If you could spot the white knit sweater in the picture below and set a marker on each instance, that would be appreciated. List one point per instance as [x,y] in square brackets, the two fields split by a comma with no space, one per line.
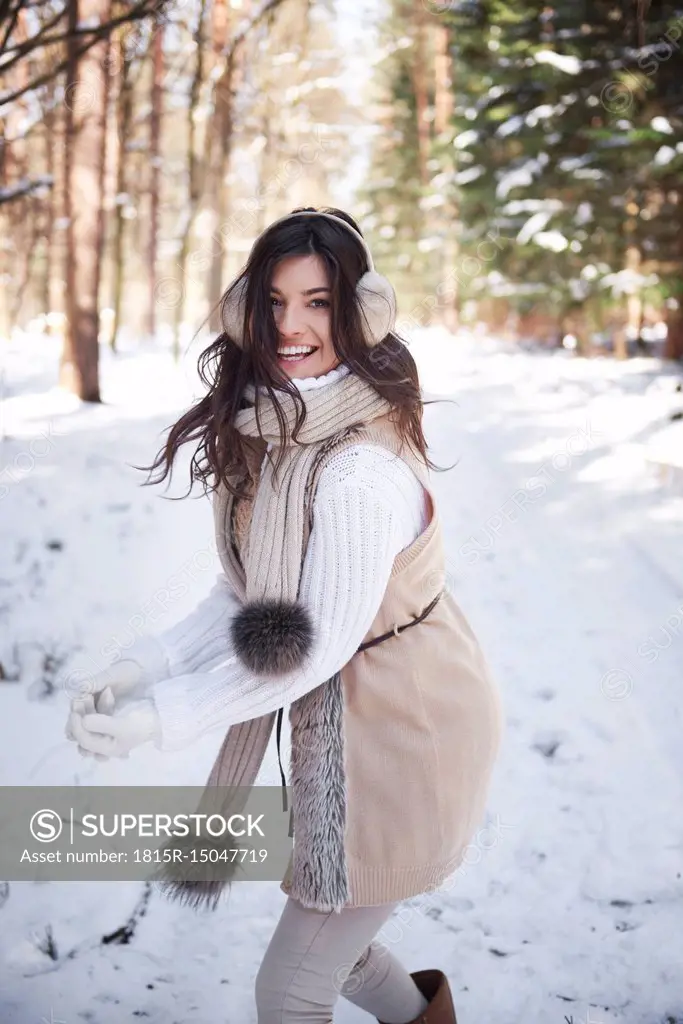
[368,507]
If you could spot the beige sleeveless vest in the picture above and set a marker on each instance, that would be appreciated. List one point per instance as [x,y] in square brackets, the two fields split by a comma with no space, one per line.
[422,719]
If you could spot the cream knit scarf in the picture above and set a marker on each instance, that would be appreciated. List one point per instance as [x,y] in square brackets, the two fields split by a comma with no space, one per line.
[273,559]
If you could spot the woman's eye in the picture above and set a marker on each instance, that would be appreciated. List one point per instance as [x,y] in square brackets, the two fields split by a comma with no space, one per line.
[324,302]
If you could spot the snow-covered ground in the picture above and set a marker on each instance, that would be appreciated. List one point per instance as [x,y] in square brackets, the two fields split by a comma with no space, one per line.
[565,550]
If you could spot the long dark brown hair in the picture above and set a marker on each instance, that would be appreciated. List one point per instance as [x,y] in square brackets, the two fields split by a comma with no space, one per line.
[225,368]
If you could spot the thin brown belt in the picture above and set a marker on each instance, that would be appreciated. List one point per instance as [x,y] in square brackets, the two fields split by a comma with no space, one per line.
[396,631]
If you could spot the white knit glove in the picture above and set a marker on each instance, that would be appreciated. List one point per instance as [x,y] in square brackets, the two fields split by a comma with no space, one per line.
[115,735]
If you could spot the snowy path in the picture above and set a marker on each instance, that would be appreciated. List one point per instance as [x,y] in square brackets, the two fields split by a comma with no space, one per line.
[566,554]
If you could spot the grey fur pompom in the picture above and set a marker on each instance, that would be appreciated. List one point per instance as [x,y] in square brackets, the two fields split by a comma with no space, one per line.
[272,638]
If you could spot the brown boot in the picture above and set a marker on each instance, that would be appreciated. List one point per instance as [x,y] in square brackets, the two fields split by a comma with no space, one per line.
[434,986]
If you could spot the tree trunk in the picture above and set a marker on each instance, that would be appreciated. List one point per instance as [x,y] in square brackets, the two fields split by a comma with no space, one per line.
[221,129]
[124,116]
[195,184]
[155,177]
[450,301]
[85,147]
[420,87]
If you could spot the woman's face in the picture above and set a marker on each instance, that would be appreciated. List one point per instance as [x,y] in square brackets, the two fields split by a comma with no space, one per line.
[300,300]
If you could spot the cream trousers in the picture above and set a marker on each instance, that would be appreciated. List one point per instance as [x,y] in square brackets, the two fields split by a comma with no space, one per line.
[313,957]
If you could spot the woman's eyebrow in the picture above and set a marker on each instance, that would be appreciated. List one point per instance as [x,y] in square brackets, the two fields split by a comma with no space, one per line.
[308,291]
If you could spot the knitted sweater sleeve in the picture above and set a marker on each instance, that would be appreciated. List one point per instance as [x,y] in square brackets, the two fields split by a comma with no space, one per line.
[369,506]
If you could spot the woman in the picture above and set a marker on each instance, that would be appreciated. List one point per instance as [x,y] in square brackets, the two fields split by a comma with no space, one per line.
[332,601]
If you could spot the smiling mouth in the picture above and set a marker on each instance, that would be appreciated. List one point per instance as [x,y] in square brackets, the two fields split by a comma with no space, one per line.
[297,354]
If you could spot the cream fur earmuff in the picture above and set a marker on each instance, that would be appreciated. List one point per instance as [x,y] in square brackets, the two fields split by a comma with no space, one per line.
[376,295]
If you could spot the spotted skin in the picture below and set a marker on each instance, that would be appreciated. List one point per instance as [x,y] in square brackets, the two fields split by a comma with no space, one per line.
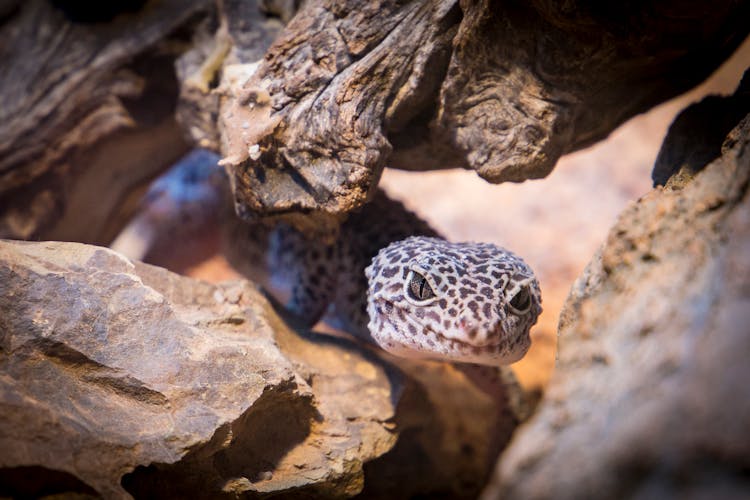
[363,280]
[468,315]
[388,278]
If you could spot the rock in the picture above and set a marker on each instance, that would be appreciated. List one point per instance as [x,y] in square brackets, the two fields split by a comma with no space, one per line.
[121,378]
[649,397]
[502,89]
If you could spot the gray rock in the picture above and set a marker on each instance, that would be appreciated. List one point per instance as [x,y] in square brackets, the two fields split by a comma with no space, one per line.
[121,378]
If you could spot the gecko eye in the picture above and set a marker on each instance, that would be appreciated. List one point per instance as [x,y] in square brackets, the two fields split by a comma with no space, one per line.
[521,301]
[419,288]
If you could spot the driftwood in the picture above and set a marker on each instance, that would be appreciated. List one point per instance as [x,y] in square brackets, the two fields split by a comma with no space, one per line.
[86,114]
[87,99]
[502,88]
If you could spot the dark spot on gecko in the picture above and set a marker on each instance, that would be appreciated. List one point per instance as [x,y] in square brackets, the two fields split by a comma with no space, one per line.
[432,315]
[487,309]
[389,272]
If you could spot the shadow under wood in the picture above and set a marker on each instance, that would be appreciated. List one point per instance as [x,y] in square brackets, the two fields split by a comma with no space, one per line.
[36,481]
[251,447]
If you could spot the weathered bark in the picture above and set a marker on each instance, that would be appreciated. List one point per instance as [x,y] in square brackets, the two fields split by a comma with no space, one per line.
[649,398]
[86,114]
[504,88]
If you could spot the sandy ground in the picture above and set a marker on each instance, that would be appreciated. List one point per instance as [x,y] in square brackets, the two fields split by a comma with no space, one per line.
[556,223]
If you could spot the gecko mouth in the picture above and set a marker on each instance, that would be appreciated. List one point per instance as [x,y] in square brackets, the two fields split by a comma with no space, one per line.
[474,348]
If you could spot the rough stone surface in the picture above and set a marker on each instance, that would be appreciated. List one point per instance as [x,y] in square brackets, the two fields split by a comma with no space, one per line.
[501,88]
[119,378]
[649,398]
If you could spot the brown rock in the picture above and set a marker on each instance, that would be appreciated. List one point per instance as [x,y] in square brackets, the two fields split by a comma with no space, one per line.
[120,377]
[649,397]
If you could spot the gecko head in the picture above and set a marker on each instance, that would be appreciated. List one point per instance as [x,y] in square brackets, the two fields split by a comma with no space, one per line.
[465,302]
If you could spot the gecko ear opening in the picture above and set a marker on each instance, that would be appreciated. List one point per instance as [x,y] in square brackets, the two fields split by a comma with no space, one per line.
[521,301]
[418,288]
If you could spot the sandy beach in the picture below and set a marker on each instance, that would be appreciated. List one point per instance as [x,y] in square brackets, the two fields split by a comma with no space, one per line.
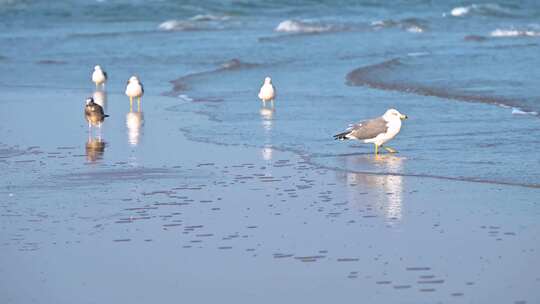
[204,194]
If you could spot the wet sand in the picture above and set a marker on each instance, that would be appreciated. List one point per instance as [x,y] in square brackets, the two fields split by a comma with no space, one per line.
[139,213]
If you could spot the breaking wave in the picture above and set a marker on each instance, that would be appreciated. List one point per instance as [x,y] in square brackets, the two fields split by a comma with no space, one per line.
[181,84]
[197,22]
[413,25]
[376,76]
[486,9]
[514,33]
[296,26]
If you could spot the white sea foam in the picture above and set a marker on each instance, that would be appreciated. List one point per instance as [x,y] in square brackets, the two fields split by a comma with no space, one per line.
[177,25]
[414,29]
[209,17]
[411,25]
[295,26]
[514,33]
[197,22]
[518,111]
[487,9]
[184,97]
[460,11]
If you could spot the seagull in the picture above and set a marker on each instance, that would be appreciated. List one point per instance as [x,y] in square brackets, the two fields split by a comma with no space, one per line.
[134,88]
[376,131]
[267,91]
[99,76]
[94,113]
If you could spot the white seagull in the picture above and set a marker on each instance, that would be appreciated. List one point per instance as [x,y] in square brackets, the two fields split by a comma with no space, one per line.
[99,77]
[134,88]
[267,91]
[376,131]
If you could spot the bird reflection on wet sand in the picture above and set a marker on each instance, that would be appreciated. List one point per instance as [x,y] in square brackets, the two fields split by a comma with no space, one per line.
[100,97]
[267,114]
[134,122]
[95,148]
[380,177]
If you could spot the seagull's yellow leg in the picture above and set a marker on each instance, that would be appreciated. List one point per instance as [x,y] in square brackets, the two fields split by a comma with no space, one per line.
[391,150]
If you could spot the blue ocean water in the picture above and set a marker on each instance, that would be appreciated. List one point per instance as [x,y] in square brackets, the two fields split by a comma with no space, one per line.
[465,73]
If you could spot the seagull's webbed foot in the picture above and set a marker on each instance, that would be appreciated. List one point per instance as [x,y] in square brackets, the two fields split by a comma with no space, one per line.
[391,150]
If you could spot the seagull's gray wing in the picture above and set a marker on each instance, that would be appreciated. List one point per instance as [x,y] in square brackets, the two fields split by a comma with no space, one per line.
[368,129]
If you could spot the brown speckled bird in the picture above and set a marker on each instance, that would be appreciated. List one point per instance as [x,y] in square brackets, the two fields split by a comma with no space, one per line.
[94,113]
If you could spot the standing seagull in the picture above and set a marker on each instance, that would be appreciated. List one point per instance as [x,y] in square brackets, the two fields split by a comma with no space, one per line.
[94,113]
[99,76]
[376,131]
[134,88]
[267,91]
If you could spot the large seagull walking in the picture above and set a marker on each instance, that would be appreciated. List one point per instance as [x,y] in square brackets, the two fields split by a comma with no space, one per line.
[377,131]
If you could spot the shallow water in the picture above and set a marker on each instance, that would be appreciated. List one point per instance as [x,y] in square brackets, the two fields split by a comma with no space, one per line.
[205,188]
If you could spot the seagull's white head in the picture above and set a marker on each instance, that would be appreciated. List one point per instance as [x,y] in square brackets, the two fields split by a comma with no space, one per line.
[393,114]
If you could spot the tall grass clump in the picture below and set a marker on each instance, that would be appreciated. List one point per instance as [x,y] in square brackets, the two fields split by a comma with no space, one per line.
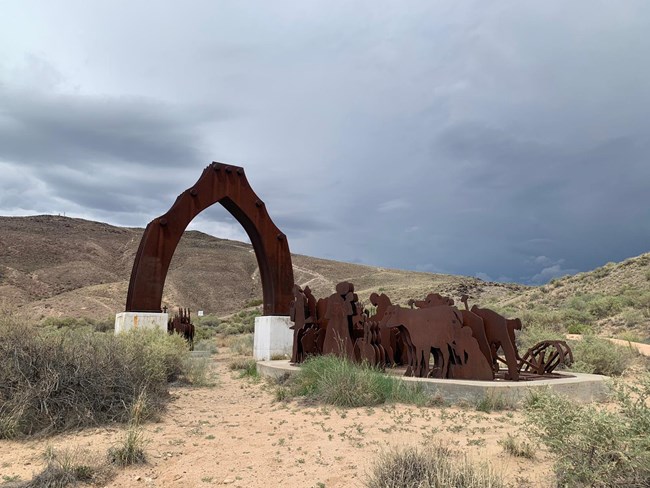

The request:
Reproduce the records verbatim, starting at the line that contains "If you could spot the seagull's white" and ending at the final line of the records, with both ends included. Leave out any pictures.

Solved problem:
If you could spot the seagull's white head in the picture above and set a marker on each instance, that would be appreciated. List one point per instance as [x,y] in square brackets, the two fields split by a comma with no space, one per line.
[393,114]
If you could spot the tall grass clump in the picture below and set a marker on each instance, that would be appreciated. List one point per instance as [x,y] in square brackets, the two fields split by a comma with no space, one per line.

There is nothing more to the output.